Exercise instructions → Transcribe, word for word and with nothing extra, the line containing "point: grassy mound" and each line that comes after it in the entries.

Provided data →

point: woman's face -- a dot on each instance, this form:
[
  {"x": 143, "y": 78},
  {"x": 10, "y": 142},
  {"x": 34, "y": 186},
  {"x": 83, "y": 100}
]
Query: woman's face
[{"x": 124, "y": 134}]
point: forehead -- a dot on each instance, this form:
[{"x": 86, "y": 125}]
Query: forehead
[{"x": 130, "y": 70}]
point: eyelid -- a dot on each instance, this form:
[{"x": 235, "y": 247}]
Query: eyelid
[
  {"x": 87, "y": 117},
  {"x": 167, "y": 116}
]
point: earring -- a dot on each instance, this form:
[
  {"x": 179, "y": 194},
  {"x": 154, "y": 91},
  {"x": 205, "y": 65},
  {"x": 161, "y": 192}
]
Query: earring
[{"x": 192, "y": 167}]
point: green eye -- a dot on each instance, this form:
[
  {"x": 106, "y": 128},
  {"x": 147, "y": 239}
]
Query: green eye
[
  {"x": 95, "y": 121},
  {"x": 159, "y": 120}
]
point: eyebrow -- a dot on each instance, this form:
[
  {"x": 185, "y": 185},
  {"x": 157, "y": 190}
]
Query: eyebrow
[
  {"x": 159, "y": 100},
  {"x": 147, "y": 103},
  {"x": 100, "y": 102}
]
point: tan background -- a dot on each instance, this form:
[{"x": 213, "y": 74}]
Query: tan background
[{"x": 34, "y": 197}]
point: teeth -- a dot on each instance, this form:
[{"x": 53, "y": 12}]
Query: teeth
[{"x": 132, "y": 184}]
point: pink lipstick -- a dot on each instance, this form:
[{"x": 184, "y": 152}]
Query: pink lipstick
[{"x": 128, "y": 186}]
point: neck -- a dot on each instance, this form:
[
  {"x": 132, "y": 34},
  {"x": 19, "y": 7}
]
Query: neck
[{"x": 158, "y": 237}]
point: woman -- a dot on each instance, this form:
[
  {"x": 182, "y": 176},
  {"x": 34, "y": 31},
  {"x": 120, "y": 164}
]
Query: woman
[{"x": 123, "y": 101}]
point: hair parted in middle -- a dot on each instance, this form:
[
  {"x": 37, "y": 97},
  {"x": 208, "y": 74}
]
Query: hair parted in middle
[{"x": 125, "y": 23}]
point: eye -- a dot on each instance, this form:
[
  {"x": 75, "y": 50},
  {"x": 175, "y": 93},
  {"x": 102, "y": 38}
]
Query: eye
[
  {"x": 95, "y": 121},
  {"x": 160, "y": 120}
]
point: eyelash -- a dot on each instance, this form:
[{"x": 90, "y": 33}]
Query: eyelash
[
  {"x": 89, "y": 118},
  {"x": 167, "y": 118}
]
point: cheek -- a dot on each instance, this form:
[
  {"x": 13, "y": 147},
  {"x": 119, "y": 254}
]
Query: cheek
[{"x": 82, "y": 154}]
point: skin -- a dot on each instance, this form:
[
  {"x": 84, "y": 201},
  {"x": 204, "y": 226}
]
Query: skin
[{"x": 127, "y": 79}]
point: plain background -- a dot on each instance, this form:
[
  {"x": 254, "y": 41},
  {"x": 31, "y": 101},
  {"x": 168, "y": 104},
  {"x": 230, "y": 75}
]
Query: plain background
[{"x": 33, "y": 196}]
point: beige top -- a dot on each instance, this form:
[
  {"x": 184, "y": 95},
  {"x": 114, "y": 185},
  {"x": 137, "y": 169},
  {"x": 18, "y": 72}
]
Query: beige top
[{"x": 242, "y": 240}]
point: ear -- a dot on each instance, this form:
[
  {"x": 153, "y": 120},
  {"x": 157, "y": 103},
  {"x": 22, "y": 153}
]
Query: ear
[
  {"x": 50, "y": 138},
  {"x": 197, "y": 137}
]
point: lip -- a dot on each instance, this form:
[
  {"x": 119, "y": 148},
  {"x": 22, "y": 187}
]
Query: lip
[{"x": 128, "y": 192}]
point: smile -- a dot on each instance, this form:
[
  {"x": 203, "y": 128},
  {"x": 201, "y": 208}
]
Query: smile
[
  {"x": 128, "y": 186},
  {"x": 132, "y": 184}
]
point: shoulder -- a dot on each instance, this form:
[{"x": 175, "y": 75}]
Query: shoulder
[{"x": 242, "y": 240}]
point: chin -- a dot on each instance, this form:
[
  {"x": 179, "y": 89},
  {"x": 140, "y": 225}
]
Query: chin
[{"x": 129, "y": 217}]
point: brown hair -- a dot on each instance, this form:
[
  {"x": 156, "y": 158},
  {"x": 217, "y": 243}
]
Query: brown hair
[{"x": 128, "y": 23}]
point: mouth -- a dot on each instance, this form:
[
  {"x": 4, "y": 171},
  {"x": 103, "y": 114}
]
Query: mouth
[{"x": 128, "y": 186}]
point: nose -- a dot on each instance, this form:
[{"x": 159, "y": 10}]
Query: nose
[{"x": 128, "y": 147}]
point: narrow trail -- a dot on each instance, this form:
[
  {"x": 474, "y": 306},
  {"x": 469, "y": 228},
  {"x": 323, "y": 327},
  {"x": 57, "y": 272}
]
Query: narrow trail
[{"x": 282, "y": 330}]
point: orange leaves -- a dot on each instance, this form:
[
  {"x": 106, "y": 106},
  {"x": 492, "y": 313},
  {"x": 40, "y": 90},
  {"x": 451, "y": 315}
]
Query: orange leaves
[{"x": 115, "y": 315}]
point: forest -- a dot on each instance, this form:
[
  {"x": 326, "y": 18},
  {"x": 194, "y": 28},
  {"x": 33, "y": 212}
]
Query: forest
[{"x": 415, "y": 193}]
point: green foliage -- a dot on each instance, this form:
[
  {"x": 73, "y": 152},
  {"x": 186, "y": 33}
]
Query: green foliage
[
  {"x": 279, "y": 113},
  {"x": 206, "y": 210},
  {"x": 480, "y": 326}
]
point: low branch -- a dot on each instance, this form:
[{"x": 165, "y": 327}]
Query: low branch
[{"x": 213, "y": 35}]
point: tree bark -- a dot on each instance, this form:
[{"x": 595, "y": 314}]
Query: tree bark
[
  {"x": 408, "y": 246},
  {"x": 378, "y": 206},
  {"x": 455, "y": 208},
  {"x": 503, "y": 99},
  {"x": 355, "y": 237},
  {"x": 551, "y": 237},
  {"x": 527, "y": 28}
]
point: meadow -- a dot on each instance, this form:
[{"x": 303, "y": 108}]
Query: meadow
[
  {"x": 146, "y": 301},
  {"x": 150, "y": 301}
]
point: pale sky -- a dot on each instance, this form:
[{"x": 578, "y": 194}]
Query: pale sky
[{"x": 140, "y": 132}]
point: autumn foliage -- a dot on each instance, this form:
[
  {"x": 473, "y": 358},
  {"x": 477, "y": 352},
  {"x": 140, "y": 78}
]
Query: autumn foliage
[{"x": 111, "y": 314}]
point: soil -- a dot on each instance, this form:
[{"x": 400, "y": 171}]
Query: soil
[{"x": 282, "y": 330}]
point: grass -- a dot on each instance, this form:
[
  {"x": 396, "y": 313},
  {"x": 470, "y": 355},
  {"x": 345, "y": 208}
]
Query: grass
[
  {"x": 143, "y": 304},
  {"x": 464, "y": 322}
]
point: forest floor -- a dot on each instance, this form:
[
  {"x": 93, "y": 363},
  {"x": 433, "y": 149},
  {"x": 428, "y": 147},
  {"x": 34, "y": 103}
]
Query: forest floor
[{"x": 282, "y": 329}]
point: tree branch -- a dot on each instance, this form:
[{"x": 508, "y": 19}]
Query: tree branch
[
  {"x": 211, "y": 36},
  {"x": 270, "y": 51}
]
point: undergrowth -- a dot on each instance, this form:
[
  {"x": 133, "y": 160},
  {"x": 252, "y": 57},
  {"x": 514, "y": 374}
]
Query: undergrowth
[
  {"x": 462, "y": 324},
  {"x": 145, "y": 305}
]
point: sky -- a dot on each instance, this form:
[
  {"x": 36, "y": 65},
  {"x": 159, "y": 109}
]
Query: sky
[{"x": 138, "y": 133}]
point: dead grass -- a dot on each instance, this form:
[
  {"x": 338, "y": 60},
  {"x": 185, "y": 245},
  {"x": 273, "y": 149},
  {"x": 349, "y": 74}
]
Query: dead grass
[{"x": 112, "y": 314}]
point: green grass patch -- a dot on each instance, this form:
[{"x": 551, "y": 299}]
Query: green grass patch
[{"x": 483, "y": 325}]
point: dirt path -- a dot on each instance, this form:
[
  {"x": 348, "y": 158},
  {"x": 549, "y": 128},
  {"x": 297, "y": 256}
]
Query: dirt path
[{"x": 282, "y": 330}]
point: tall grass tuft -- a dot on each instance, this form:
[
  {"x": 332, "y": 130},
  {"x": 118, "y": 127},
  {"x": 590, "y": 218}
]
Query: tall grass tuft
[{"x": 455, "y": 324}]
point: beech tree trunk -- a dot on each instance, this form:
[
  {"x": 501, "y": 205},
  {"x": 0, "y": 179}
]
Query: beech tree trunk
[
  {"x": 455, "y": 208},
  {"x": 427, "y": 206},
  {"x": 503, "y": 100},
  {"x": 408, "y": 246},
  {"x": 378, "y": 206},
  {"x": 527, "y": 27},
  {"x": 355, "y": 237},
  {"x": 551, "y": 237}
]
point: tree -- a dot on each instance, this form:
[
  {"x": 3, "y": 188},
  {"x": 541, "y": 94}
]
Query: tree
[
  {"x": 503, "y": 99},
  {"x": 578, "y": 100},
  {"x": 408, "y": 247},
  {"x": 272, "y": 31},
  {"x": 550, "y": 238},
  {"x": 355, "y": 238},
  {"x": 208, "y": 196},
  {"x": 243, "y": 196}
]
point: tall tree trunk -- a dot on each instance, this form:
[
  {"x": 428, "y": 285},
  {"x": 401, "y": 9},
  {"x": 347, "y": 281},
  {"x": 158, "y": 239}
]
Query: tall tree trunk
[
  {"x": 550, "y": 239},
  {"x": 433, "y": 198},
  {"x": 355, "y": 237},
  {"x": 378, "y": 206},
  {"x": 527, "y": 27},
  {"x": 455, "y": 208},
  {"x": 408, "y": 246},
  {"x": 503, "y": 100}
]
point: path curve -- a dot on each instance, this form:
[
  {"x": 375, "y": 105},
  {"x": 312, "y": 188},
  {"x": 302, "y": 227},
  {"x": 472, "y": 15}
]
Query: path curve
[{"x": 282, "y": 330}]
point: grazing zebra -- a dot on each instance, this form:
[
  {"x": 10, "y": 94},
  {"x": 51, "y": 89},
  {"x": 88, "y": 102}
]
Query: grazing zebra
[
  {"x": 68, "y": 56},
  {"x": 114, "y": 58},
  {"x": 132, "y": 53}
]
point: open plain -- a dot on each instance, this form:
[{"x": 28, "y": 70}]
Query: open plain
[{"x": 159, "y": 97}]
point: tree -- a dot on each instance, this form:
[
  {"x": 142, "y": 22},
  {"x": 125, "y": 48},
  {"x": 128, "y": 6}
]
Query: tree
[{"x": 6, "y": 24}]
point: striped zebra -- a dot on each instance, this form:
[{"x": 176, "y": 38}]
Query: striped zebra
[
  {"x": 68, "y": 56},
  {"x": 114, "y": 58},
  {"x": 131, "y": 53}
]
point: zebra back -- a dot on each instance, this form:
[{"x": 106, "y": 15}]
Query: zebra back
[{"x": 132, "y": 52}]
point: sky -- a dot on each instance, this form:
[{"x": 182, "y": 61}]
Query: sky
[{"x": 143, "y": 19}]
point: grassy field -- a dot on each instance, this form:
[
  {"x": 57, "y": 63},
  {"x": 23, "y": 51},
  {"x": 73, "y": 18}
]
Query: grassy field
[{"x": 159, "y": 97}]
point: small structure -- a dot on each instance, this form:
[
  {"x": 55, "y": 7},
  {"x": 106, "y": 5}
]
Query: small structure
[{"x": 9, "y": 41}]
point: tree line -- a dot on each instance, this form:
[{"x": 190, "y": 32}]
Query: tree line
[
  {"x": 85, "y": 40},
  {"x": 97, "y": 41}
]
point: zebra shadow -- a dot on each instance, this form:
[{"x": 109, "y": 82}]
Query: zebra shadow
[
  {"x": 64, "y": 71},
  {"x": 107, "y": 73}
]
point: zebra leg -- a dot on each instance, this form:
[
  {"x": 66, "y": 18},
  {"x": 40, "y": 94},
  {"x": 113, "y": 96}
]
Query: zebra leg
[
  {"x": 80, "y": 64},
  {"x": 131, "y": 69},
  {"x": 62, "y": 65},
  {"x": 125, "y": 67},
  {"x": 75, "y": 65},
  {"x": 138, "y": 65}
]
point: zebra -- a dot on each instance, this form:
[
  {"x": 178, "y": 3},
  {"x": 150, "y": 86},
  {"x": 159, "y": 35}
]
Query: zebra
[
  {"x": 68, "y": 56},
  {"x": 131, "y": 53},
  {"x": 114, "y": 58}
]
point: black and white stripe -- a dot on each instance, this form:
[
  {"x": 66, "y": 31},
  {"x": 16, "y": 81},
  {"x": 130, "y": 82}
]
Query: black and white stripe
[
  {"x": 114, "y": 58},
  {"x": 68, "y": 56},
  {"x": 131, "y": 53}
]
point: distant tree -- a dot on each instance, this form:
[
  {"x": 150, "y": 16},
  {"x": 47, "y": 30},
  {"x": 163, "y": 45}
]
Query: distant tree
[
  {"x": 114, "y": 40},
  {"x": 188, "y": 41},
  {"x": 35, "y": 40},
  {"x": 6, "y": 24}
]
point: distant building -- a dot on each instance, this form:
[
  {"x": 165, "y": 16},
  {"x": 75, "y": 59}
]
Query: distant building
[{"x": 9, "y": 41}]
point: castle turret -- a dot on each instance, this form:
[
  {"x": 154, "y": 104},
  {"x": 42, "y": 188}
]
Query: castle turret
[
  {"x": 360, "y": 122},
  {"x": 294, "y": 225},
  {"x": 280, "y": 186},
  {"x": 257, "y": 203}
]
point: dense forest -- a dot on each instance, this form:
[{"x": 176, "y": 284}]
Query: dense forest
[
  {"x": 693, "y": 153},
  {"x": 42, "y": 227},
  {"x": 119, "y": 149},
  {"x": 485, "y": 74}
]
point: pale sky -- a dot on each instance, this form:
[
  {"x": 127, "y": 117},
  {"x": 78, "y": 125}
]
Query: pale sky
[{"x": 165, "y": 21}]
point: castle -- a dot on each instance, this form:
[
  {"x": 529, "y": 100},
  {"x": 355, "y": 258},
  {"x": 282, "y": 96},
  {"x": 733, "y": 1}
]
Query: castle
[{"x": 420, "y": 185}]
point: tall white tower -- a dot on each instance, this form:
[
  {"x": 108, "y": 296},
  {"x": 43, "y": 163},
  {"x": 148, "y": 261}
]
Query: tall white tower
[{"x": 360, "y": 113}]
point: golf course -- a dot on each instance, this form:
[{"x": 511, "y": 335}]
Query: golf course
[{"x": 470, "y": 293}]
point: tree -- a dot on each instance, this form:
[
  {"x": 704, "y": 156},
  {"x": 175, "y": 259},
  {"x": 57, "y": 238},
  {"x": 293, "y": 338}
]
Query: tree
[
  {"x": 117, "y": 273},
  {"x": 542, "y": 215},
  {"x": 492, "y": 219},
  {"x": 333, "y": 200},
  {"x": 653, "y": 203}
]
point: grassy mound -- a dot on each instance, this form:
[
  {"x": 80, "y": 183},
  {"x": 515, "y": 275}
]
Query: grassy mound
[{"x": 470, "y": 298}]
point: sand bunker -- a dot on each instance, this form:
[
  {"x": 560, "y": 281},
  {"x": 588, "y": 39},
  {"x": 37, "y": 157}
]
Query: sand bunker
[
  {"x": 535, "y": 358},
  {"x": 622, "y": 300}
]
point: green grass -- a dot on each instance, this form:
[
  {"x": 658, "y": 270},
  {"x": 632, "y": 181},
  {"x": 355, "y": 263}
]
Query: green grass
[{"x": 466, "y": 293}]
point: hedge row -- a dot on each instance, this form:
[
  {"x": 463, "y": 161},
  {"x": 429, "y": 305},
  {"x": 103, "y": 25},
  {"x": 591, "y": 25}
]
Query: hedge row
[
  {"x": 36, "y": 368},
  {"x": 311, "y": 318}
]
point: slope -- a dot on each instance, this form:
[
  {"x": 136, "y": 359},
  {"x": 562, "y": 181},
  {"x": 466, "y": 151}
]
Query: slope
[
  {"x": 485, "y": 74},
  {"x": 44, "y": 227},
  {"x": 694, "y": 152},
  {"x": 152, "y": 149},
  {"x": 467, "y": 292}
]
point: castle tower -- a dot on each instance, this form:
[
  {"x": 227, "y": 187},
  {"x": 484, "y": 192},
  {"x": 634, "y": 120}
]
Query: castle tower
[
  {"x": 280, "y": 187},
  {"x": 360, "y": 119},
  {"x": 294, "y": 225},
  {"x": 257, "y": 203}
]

Task output →
point: grassy mound -- a dot on each instance, this form:
[
  {"x": 80, "y": 183},
  {"x": 515, "y": 275}
]
Query: grassy mound
[{"x": 470, "y": 298}]
point: sand bunker -- a dot on each instance, this form:
[
  {"x": 560, "y": 281},
  {"x": 588, "y": 39},
  {"x": 37, "y": 157}
]
Query: sand bunker
[
  {"x": 535, "y": 358},
  {"x": 622, "y": 300}
]
point: green grass -- a dot on each instance, this form:
[
  {"x": 658, "y": 270},
  {"x": 632, "y": 181},
  {"x": 355, "y": 263}
]
Query: green grass
[{"x": 466, "y": 293}]
point: hedge row -- a dot on each instance, this form:
[
  {"x": 463, "y": 161},
  {"x": 429, "y": 305},
  {"x": 103, "y": 25},
  {"x": 591, "y": 25}
]
Query: hedge row
[
  {"x": 36, "y": 368},
  {"x": 311, "y": 318}
]
point: slope -- a dot on each instance, this form:
[
  {"x": 136, "y": 359},
  {"x": 562, "y": 181},
  {"x": 466, "y": 151}
]
Query: slope
[
  {"x": 485, "y": 74},
  {"x": 44, "y": 227},
  {"x": 694, "y": 152},
  {"x": 152, "y": 149},
  {"x": 467, "y": 292}
]
point: castle tower -- a dot on each instance, this form:
[
  {"x": 227, "y": 187},
  {"x": 484, "y": 192},
  {"x": 634, "y": 120}
]
Query: castle tower
[
  {"x": 280, "y": 187},
  {"x": 360, "y": 119},
  {"x": 294, "y": 225},
  {"x": 257, "y": 203}
]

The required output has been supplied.